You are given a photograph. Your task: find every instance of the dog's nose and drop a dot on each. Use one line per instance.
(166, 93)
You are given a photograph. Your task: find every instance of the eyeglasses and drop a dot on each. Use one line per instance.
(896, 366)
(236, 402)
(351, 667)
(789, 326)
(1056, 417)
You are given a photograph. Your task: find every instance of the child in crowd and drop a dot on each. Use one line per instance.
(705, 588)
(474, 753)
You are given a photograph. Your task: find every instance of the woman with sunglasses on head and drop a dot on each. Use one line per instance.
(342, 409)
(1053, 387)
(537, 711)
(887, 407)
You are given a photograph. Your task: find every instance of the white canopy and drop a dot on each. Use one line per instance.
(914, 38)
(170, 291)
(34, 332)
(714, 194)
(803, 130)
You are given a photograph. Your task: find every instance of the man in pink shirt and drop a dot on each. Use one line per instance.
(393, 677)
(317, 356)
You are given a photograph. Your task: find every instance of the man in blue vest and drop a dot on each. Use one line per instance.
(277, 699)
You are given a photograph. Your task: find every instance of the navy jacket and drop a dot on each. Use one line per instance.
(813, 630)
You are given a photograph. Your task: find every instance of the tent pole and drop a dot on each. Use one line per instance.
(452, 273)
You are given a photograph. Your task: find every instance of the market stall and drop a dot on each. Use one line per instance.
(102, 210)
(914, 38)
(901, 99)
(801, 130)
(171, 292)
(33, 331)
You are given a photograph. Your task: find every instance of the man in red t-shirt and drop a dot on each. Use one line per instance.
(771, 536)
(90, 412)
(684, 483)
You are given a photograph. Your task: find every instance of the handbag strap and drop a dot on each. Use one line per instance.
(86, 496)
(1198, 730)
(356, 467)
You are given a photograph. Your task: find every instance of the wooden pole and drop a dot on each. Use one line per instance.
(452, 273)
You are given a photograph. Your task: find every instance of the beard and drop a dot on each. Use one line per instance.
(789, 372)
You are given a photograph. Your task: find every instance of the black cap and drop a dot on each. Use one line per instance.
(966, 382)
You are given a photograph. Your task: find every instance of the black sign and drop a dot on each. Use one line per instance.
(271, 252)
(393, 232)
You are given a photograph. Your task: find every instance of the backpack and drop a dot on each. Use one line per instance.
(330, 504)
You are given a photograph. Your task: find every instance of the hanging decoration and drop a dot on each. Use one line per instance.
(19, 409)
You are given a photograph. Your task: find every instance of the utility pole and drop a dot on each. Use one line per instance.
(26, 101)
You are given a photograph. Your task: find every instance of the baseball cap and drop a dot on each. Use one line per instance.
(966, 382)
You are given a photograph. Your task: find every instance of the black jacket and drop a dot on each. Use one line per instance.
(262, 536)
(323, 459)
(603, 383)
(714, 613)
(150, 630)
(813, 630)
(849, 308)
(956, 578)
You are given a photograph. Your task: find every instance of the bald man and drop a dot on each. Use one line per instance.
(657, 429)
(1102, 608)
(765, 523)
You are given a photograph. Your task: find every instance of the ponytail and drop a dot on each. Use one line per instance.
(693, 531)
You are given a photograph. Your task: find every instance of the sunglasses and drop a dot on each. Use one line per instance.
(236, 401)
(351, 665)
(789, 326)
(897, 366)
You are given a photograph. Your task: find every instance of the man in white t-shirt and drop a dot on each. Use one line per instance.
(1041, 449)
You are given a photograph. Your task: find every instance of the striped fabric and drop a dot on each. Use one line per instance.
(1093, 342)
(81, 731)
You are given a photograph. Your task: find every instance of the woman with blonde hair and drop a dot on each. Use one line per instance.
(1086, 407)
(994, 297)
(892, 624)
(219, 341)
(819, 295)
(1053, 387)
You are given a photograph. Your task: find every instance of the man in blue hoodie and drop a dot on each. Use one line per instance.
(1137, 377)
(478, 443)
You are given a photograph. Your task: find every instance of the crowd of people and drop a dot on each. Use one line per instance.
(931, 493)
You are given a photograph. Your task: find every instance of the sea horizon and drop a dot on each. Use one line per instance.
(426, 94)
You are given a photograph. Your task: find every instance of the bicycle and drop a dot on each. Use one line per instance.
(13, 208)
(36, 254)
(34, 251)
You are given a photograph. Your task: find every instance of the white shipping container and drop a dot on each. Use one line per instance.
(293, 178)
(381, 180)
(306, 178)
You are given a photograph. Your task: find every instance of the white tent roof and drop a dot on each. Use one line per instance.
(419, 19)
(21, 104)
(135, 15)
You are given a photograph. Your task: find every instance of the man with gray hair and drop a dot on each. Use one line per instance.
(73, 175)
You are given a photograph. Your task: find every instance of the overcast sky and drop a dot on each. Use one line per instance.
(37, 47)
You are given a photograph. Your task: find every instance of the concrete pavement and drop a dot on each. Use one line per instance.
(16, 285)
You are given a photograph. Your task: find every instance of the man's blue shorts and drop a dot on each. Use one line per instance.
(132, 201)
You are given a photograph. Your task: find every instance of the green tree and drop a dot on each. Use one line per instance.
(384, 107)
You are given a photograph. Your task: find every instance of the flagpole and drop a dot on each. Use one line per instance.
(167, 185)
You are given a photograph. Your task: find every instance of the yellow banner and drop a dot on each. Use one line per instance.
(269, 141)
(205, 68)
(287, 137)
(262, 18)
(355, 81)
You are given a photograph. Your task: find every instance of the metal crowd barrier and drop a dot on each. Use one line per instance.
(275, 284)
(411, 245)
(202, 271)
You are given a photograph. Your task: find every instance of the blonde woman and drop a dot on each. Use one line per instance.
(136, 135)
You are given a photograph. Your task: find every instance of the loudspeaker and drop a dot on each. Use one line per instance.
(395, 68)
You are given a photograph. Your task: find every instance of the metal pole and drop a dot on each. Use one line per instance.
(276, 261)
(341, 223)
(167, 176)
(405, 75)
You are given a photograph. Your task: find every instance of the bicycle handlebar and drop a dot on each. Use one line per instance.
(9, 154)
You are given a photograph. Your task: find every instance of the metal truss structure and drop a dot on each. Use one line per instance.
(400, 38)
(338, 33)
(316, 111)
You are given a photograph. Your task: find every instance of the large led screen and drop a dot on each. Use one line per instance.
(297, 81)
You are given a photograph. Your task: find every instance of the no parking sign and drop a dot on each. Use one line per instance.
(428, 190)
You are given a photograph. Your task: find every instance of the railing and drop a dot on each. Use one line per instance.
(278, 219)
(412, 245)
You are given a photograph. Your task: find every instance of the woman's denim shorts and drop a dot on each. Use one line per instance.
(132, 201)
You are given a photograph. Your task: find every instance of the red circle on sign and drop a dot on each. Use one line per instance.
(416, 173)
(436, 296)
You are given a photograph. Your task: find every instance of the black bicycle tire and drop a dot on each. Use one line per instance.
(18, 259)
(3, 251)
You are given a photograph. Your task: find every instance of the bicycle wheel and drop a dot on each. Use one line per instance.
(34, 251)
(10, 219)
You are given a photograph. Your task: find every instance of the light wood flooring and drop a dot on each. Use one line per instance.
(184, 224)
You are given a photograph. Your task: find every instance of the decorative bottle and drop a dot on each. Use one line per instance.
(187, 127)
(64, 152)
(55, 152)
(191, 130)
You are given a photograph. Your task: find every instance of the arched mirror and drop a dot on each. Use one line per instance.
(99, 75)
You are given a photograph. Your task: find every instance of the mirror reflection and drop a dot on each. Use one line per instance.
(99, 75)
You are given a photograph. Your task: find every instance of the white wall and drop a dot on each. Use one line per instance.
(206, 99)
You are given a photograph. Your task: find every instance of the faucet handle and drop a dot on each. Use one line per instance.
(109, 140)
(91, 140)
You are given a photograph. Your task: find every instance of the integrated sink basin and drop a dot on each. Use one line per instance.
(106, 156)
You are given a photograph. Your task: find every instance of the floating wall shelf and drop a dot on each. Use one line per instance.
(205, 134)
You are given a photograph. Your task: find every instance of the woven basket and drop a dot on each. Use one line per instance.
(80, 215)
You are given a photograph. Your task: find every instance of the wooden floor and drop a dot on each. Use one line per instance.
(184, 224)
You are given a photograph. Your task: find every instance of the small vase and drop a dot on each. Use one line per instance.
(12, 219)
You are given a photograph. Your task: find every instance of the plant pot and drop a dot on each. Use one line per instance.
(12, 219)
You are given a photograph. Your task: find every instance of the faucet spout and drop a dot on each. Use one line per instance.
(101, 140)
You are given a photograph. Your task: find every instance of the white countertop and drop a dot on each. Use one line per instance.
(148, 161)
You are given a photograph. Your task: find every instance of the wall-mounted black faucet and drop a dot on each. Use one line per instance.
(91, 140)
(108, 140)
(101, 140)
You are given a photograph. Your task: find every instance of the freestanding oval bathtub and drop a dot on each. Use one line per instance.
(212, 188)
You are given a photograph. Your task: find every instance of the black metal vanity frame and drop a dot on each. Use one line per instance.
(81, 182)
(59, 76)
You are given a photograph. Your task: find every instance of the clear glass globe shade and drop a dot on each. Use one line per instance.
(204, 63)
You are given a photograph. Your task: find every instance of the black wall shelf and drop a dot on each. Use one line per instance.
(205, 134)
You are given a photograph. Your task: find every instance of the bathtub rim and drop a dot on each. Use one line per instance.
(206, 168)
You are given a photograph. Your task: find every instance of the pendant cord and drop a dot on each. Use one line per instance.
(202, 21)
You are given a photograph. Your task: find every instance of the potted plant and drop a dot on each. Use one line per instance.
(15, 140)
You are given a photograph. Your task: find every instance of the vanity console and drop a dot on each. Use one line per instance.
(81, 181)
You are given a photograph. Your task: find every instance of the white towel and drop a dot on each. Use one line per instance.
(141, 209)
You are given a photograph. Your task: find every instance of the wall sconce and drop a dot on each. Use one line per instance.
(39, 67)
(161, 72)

____

→ Your objective
Extract, unchanged, the closing run of lines that opens with the line containing "of the pendant" and ends with the last line.

→ Task answer
You are given a photograph. Your task: find every instance of the pendant cord and drop a dot on each. Use one line per instance.
(202, 21)
You are given a photograph. Your task: find every instance of the potted plant and drop a dot on each. Use one line per instance.
(15, 140)
You are given a photograph. Your task: find every instance of the vanity console and drop a dot on each. Use one line per instance.
(81, 181)
You are given a photograph. Your task: find every instance of the white towel and drop a dot on each. Use one line per instance.
(141, 209)
You are given a photograph. Your task: find every instance of the wall sconce and drop a dot on each. Use one line per instance.
(39, 67)
(161, 72)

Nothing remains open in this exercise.